# AIM OF THE TASK
Which challenges does the excerpt about the balloon list as among the world's most pressing? Give all of them.

While there was no indication the balloon posed a serious military or intelligence threat to the United States, the symbolism of a Chinese craft drifting over the continental United States added a new element of volatility to a relationship that is at the core of the world’s most pressing challenges — including maintaining peace in the Taiwan Strait, rebuilding post-pandemic economies and combating climate change.
“It’s a little action with a big consequence,” Rorry Daniels, managing director of the Asia Society Policy Institute in New York, said of the balloon. “It’s kind of mind blowing when you look at the history of U.S.-China relations and all the different phases the relationship has been through to end up here.”
Shrinking levels of contact between the two governments in recent years have made it more difficult for them to test assumptions about each other’s intentions during diplomatic crises, she added.

# DATASET EXCERPTS
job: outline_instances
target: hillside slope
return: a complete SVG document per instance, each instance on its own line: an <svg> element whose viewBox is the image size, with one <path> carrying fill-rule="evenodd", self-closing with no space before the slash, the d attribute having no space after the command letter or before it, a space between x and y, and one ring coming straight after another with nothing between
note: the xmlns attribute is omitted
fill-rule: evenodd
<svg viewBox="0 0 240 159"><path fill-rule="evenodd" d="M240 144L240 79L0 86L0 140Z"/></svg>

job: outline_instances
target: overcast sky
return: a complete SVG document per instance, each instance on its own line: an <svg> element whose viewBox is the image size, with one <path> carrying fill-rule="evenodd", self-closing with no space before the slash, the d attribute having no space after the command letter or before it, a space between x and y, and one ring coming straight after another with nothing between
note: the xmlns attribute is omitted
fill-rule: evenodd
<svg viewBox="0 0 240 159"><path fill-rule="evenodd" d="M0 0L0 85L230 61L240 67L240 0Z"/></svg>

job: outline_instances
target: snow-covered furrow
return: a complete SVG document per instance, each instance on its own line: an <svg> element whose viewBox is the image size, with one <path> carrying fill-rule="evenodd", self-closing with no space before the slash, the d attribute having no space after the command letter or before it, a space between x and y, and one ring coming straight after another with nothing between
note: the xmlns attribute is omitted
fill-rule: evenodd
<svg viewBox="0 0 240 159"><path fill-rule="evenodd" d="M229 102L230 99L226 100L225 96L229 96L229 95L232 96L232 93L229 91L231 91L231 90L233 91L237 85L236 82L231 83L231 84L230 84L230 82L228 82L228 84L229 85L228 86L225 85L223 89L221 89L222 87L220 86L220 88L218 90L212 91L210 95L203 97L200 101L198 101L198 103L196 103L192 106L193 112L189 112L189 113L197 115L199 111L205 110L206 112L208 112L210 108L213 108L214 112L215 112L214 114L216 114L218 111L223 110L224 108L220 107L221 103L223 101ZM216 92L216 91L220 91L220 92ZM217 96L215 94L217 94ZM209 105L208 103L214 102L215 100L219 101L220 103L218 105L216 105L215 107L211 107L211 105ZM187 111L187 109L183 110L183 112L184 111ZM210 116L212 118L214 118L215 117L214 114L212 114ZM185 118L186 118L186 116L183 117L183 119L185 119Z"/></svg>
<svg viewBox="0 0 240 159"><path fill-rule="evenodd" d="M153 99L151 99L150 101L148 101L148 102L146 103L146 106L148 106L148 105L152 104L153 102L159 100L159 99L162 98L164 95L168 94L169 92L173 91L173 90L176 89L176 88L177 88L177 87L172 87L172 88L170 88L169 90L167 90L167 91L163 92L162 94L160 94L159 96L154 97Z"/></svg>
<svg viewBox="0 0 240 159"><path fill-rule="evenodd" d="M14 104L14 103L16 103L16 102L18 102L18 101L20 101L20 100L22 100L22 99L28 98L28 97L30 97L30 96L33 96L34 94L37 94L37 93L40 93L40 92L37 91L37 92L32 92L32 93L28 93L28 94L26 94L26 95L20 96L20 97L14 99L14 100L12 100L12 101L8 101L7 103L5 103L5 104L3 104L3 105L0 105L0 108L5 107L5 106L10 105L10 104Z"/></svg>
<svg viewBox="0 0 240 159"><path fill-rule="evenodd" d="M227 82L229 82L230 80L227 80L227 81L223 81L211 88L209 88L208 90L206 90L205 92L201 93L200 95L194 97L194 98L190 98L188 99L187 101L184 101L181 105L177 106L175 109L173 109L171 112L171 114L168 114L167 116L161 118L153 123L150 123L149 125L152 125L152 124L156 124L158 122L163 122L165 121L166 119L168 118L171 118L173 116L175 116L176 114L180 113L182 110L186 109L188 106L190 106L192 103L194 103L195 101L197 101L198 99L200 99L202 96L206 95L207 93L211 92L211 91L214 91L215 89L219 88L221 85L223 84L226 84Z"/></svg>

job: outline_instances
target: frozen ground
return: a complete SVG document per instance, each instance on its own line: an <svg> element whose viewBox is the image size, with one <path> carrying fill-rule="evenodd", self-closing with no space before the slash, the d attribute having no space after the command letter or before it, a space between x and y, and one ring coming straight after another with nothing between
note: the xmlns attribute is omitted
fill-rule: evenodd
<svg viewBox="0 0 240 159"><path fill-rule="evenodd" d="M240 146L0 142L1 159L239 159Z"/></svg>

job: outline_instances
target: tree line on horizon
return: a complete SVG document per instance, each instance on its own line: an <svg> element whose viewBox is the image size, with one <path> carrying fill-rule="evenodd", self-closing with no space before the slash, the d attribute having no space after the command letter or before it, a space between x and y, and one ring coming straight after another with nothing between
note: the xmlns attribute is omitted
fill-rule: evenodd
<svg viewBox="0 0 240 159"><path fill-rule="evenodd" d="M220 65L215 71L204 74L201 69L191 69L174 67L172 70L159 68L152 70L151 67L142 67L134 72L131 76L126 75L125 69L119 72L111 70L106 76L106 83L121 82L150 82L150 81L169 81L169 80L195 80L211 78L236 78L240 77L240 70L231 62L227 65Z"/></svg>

# OUTPUT OF THE EXERCISE
- Maintaining peace in the Taiwan Strait
- Rebuilding post-pandemic economies
- Combating climate change